• **Work required**
Every record here must be copied exactly, except for the images it holds.
* * * * *
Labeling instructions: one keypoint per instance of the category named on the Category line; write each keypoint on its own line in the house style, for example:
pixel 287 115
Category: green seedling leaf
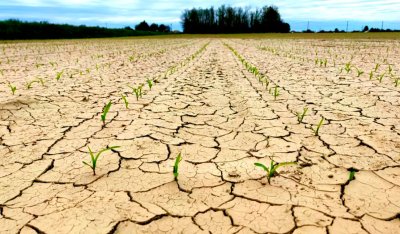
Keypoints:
pixel 276 92
pixel 13 88
pixel 316 130
pixel 59 74
pixel 271 171
pixel 94 158
pixel 125 101
pixel 105 111
pixel 150 83
pixel 176 166
pixel 300 116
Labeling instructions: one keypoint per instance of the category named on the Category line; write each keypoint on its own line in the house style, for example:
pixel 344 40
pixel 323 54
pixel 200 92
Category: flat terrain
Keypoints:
pixel 224 104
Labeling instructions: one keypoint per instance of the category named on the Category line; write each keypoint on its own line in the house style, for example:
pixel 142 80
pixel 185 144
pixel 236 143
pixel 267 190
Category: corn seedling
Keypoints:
pixel 359 72
pixel 396 82
pixel 13 88
pixel 125 101
pixel 276 92
pixel 150 83
pixel 59 74
pixel 376 67
pixel 316 130
pixel 371 75
pixel 300 116
pixel 351 174
pixel 271 171
pixel 380 77
pixel 347 67
pixel 94 158
pixel 29 84
pixel 105 111
pixel 176 165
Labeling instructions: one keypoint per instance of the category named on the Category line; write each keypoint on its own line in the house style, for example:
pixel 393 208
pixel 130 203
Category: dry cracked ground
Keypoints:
pixel 207 105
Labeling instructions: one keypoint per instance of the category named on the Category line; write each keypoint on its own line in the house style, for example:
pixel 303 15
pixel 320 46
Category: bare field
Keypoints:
* * * * *
• **Exercise response**
Labeling instructions: one keypoint per instance of the category named on the Category line; write each keypoint on its own line in the house style, for example:
pixel 287 115
Category: green seedling leaf
Keypoints:
pixel 276 92
pixel 13 88
pixel 316 130
pixel 59 74
pixel 271 171
pixel 94 158
pixel 125 101
pixel 105 111
pixel 150 83
pixel 176 166
pixel 300 116
Labeling instructions: one keypoint per instance of the category named on the Category line; write each keypoint on its own line in the house style, for example:
pixel 344 40
pixel 323 54
pixel 200 92
Category: flat terrain
Keypoints:
pixel 224 104
Labeling instructions: one keypoint per instance of the category named on the Category line; write each keypoint on its own line in the house style, for example:
pixel 142 80
pixel 185 144
pixel 236 143
pixel 267 190
Category: corn seedling
Keypoints:
pixel 359 72
pixel 396 82
pixel 13 88
pixel 125 101
pixel 276 92
pixel 150 83
pixel 59 74
pixel 376 67
pixel 316 130
pixel 371 75
pixel 300 116
pixel 351 174
pixel 271 171
pixel 380 77
pixel 347 67
pixel 94 158
pixel 29 84
pixel 105 111
pixel 176 165
Labeling instructions: one keypoint per instance of the category named on the Category line; write each keypoint on its own line in the house style, for example:
pixel 393 208
pixel 130 203
Category: dry cracked ground
Keypoints:
pixel 207 105
Labeling instructions: one keypoint per instance of the category named on the Category line; write each keypoint on its own line in the house style, for example:
pixel 303 15
pixel 320 46
Category: bare field
Keypoints:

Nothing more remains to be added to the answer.